* _INSTRUCTION 1_
Repeat the passage in the Sir Peter Carew biography, starting with "Peter Carew was" and going on through "in Sandford Church.".
* _INSTRUCTION 2_
According to the Sir Peter Carew biography, at which battle was he slain?

* _DOCUMENT SEGMENT_
Sir Peter Carew (died 25 August 1580) was an English soldier who was slain at the Battle of Glenmalure in Ireland. He was a member of a prominent Devonshire gentry family. He is sometimes referred to as Sir Peter Carew the younger, to distinguish him from his first cousin (and immediate predecessor as head of the family) Sir Peter Carew (c.1514–1575) of Mohuns Ottery, Luppitt, Devon.
Peter Carew was the eldest son of George Carew (1497/8–1583), Dean of Windsor, Dean of Exeter and Archdeacon of Totnes, third son of Sir Edmund Carew, Baron Carew, of Mohuns Ottery in the parish of Luppitt, Devon, by his wife Catharine Huddesfield, a daughter and co-heiress of Sir William Huddesfield (died 1499) of Shillingford St George in Devon, Attorney General to Kings Edward IV (1461–1483) [1] and Henry VII (1485–1509). [2] His younger brother was George Carew (1555–1629), later 1st Earl of Totnes; and his sister was Mary Carew (d. 1604), the wife of Walter II Dowrich of Dowrich in the parish of Sandford near Crediton in Devon. Mary Carew's monumental brass survives in Sandford Church.

* _STORED DATA_
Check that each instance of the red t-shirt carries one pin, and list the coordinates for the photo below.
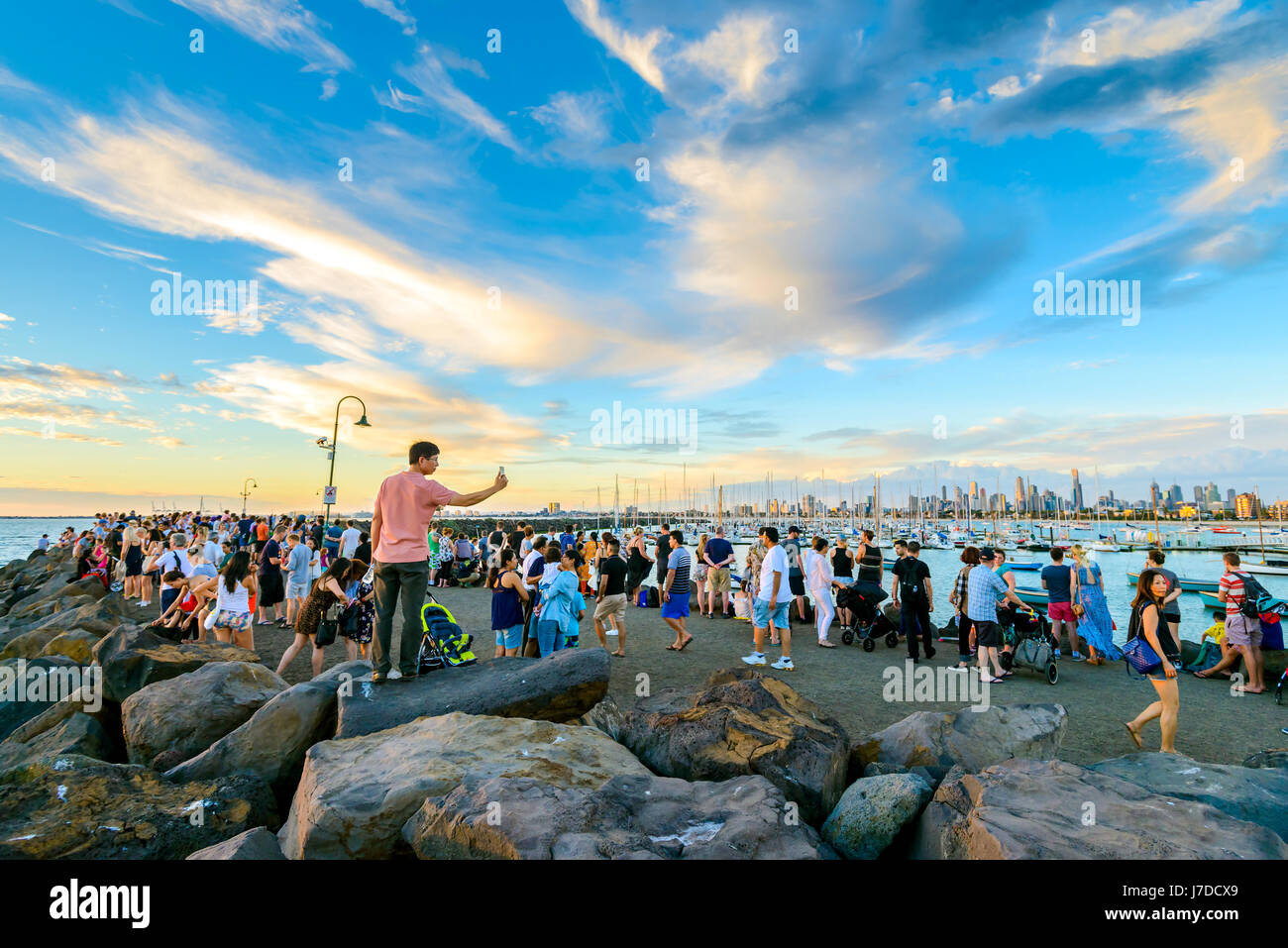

* _PROBLEM SOLUTION 1_
Peter Carew was the eldest son of George Carew (1497/8–1583), Dean of Windsor, Dean of Exeter and Archdeacon of Totnes, third son of Sir Edmund Carew, Baron Carew, of Mohuns Ottery in the parish of Luppitt, Devon, by his wife Catharine Huddesfield, a daughter and co-heiress of Sir William Huddesfield (died 1499) of Shillingford St George in Devon, Attorney General to Kings Edward IV (1461–1483) [1] and Henry VII (1485–1509). [2] His younger brother was George Carew (1555–1629), later 1st Earl of Totnes; and his sister was Mary Carew (d. 1604), the wife of Walter II Dowrich of Dowrich in the parish of Sandford near Crediton in Devon. Mary Carew's monumental brass survives in Sandford Church.

* _PROBLEM SOLUTION 2_
The Battle of Glenmalure in Ireland.